##### Records provided

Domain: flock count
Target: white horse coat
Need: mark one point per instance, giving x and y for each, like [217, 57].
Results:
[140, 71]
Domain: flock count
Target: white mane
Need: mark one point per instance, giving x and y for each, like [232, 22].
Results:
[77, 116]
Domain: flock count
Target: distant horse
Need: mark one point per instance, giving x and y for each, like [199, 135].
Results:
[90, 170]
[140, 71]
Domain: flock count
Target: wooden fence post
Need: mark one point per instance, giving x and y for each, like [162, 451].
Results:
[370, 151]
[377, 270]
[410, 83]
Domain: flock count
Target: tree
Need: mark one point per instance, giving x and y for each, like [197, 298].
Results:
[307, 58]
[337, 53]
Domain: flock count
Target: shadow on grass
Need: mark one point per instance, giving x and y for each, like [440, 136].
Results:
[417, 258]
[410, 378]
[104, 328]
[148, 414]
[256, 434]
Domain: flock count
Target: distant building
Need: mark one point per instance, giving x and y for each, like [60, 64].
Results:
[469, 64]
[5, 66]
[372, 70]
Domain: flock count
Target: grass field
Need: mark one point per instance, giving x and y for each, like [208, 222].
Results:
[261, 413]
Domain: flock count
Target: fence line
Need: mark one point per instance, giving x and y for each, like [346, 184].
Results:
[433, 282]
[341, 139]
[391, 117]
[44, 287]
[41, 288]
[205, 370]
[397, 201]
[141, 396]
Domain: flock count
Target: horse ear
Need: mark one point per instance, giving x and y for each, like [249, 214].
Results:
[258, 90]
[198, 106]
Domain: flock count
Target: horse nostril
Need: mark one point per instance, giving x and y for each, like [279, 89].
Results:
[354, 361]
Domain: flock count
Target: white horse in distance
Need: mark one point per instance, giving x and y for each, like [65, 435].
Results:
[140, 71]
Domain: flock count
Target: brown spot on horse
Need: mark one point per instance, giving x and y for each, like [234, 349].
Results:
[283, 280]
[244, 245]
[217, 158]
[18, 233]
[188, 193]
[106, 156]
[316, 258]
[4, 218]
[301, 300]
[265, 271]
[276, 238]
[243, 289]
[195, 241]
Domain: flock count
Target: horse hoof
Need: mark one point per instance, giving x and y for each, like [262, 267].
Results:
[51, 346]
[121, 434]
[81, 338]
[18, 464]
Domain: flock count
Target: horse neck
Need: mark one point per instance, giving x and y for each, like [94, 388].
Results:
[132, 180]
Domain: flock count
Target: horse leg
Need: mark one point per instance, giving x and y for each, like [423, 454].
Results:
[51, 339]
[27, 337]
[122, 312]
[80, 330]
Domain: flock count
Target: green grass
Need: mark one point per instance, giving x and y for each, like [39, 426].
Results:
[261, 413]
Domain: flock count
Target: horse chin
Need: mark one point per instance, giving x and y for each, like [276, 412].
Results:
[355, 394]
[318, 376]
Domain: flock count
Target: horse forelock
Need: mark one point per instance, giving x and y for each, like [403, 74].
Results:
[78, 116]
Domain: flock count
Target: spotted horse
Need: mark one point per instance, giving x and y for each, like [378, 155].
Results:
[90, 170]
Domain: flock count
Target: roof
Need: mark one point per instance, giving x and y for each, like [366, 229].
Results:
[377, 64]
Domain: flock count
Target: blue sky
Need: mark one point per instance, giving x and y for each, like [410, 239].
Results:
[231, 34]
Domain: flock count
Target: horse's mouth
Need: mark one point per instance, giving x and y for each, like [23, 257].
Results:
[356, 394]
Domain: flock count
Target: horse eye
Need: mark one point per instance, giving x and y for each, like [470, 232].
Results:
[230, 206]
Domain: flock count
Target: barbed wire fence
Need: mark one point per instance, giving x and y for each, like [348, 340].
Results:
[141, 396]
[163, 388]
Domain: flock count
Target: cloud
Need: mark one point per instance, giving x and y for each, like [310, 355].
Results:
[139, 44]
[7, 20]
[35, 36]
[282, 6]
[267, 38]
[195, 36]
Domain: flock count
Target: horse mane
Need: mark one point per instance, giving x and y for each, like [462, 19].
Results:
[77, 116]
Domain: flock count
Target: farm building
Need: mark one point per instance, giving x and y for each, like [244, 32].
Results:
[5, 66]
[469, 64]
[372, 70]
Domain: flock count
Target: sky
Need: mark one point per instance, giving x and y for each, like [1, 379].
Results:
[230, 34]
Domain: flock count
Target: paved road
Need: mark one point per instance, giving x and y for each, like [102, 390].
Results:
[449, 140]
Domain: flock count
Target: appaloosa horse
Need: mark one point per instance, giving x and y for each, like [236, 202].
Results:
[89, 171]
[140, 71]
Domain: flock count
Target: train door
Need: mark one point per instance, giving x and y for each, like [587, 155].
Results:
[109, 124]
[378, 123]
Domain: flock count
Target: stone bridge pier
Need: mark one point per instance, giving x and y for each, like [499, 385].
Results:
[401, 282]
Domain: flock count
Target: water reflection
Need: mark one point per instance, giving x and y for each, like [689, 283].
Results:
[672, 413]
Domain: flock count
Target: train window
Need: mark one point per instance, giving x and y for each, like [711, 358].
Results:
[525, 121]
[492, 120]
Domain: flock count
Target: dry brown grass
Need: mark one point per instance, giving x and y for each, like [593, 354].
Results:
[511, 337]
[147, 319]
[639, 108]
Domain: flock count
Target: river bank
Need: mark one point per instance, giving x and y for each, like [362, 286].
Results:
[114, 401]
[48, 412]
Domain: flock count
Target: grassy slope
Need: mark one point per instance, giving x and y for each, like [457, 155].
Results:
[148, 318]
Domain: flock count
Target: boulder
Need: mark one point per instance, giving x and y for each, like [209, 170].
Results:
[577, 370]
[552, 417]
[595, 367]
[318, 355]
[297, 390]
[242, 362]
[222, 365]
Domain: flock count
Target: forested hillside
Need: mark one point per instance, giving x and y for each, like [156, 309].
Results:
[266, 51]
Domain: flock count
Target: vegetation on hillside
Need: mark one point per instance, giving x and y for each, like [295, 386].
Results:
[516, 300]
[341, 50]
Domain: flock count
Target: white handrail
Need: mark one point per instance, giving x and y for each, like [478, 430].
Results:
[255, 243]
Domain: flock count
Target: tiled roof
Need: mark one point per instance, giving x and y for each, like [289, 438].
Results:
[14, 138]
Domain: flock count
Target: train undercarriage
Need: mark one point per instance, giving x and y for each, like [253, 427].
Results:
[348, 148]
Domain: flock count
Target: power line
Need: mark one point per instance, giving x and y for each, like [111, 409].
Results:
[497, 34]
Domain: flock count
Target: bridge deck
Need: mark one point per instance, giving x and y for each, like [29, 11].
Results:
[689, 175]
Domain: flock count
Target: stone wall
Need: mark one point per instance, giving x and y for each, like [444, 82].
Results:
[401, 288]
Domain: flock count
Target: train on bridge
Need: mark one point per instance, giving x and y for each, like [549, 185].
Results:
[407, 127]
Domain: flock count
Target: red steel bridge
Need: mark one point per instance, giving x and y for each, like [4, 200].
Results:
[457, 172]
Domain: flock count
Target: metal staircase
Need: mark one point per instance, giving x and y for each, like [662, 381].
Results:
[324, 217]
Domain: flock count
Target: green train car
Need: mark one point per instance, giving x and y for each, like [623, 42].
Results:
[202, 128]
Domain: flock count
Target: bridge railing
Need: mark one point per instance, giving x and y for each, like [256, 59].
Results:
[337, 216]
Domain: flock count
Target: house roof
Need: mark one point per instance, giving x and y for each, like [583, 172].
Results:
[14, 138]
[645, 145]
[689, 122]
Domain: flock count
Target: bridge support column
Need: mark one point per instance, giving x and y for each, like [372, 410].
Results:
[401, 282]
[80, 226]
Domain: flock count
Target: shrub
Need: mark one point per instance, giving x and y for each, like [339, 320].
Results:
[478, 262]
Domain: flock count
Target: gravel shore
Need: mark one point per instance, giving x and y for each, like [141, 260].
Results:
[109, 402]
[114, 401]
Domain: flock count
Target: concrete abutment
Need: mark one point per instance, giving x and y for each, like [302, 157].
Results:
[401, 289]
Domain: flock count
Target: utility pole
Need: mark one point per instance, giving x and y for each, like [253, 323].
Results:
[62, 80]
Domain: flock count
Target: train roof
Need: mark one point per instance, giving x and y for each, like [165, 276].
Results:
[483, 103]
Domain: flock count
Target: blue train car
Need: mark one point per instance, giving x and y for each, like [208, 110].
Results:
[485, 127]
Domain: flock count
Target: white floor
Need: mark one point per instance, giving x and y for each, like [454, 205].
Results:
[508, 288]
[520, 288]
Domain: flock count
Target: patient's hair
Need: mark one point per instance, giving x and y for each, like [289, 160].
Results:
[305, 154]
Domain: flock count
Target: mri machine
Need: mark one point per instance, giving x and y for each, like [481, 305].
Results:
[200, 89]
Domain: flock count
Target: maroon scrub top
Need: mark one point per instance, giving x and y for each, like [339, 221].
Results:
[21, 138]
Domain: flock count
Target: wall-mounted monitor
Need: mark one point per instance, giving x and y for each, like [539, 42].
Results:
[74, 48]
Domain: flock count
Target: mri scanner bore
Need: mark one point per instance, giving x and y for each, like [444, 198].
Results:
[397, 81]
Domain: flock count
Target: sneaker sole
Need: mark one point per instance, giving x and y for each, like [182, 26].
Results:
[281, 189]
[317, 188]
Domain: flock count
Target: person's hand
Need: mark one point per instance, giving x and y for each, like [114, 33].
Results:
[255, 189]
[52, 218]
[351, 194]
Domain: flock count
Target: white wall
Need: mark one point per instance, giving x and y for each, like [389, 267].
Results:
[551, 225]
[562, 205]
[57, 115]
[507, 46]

##########
##### Records provided

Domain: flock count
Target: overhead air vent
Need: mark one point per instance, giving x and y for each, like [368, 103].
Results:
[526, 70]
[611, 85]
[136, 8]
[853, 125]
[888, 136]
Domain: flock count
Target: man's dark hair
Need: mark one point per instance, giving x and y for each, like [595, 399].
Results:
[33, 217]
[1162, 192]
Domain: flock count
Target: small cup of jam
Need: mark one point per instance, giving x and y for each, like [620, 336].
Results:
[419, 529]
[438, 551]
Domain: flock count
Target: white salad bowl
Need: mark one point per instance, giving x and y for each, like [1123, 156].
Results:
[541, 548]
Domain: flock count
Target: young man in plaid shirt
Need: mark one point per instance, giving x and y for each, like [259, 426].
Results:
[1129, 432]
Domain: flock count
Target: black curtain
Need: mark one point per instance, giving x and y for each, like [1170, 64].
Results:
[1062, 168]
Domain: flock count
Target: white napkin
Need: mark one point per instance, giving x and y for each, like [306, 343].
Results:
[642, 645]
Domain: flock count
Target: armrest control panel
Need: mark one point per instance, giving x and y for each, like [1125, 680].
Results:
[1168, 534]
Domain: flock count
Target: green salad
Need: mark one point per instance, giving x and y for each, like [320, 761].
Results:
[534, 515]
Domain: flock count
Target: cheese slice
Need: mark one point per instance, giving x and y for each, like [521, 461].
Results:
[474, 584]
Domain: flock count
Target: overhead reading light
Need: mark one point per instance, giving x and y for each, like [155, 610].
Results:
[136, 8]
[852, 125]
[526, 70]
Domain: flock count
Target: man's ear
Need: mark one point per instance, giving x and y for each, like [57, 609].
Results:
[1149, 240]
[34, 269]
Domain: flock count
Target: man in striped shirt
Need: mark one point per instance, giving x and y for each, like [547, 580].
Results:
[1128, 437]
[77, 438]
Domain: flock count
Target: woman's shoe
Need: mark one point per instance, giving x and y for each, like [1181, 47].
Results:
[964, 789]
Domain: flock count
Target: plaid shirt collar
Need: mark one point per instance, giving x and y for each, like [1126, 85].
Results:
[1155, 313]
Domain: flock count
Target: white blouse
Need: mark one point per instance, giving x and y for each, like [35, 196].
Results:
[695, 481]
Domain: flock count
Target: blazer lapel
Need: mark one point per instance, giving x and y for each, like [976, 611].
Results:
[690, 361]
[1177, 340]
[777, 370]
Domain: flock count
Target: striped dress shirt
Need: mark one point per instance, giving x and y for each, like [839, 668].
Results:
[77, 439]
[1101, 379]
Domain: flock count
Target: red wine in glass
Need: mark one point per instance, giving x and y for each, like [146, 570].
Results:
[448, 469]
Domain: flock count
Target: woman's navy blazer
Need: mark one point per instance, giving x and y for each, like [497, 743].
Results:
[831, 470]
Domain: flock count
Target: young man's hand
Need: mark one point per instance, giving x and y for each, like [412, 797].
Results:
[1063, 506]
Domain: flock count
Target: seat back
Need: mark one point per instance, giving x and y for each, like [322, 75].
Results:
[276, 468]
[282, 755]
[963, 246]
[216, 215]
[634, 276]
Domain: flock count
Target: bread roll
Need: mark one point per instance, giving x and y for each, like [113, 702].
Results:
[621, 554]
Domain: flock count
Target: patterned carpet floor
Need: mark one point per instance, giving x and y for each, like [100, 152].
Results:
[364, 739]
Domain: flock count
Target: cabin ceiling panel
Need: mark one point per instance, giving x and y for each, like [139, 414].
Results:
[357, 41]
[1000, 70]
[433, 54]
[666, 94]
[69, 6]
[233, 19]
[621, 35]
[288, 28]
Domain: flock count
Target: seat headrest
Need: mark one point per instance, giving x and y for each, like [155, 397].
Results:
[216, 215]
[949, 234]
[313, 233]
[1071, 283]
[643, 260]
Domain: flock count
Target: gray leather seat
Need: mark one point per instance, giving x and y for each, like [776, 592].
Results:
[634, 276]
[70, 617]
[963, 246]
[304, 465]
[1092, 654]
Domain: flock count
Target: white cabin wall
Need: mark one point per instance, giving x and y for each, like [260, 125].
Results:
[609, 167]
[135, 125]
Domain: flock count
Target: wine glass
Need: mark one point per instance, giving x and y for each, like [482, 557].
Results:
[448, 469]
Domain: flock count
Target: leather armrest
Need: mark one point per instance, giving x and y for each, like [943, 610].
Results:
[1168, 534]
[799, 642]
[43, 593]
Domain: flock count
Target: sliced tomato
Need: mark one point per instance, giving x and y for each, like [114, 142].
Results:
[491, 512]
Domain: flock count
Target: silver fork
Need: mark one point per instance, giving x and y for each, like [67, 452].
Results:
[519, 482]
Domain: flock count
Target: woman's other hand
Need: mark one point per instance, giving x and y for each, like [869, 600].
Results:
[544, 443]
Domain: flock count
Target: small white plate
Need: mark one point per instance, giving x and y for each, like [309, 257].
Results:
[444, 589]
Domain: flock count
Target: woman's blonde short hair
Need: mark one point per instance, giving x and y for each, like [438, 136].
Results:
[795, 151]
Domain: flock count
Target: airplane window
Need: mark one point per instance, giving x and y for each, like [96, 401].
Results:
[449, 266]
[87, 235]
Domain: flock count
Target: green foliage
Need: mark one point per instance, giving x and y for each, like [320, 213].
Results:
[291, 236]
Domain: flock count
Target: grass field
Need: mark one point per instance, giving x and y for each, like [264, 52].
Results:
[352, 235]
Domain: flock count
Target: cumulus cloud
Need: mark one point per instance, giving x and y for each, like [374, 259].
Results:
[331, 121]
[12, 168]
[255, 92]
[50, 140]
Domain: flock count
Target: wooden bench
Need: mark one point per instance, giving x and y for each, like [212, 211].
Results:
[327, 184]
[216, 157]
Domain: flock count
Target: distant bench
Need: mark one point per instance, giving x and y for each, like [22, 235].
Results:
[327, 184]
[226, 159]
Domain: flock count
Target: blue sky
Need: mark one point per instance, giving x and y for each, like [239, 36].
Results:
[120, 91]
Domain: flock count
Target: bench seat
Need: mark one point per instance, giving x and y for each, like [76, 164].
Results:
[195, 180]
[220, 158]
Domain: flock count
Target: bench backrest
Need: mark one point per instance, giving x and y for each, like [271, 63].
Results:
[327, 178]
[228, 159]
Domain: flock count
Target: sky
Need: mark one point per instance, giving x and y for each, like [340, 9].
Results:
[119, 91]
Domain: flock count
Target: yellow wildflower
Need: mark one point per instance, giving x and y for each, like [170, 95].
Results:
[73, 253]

##########
##### Records provided

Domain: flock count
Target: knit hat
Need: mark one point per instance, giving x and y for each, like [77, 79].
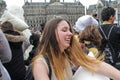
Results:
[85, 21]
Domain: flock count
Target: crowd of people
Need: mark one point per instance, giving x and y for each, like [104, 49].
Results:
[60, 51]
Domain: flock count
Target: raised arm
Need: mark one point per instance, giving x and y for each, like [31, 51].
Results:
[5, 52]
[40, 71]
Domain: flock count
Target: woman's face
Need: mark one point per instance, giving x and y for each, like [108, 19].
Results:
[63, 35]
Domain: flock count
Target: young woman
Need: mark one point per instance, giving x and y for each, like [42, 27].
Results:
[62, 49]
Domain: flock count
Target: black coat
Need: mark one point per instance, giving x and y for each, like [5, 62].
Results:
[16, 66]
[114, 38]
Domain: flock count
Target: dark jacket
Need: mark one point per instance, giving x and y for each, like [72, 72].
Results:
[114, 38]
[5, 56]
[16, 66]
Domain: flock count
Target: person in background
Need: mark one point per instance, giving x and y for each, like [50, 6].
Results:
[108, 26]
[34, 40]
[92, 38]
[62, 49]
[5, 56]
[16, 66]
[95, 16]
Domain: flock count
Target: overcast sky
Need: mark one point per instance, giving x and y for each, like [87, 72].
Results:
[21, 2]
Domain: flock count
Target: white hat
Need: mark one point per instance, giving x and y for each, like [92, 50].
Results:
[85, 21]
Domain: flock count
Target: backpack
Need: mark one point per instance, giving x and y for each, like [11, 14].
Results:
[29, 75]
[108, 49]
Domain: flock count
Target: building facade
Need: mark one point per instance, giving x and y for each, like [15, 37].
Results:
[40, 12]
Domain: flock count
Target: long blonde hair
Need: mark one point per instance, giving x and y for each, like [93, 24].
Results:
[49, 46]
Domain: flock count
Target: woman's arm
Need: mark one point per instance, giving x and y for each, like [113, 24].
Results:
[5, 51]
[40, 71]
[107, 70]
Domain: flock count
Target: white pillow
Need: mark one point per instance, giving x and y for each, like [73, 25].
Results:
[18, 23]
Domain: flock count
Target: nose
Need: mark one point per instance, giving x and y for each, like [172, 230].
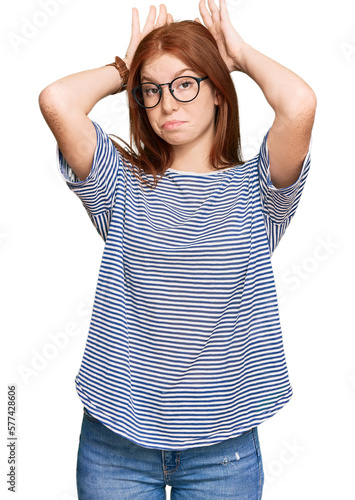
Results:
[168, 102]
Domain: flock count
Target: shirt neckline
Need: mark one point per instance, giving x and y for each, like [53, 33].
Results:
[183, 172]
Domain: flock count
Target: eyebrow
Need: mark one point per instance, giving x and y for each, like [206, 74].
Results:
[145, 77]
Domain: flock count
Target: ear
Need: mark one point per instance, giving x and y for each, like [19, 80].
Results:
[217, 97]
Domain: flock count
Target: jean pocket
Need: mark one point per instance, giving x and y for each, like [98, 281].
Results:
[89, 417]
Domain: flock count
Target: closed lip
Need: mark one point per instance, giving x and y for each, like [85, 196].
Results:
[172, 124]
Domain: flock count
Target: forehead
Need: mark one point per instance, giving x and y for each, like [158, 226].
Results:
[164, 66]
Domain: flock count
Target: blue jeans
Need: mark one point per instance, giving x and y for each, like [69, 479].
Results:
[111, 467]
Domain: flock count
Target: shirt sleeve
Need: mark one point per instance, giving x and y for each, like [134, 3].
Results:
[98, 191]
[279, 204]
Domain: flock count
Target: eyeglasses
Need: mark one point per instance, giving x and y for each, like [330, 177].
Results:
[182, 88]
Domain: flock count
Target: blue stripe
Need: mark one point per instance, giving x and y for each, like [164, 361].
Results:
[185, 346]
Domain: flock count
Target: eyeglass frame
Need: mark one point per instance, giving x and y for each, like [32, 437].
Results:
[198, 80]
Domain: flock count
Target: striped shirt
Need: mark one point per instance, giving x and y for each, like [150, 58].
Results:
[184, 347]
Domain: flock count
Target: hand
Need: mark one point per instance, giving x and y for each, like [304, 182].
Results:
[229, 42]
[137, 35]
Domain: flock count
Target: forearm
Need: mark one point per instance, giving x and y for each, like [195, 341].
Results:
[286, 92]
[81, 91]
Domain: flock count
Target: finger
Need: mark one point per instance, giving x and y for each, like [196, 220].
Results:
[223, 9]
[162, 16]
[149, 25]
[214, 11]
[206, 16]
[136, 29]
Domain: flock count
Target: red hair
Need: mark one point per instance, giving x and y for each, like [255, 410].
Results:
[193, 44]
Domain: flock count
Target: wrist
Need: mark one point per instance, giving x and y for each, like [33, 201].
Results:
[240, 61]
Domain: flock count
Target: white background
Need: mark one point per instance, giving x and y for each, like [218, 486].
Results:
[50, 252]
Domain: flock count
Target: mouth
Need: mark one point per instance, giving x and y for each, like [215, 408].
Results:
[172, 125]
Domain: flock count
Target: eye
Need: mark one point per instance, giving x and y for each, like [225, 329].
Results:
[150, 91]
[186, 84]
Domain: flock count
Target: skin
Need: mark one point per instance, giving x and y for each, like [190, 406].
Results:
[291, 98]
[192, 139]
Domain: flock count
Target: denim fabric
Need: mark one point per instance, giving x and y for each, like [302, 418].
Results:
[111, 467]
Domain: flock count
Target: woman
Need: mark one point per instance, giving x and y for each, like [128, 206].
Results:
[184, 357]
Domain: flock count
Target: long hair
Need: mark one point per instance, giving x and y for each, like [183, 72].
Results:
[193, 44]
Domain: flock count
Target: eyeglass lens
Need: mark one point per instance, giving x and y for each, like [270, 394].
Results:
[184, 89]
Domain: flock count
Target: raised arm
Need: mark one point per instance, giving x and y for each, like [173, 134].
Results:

##########

**Task details:** Pick out every line in the entries above that contains the string "dark", and copy each of those lines. Only matches in the same case count.

**Written solution:**
Target: man's dark hair
Target: dark jacket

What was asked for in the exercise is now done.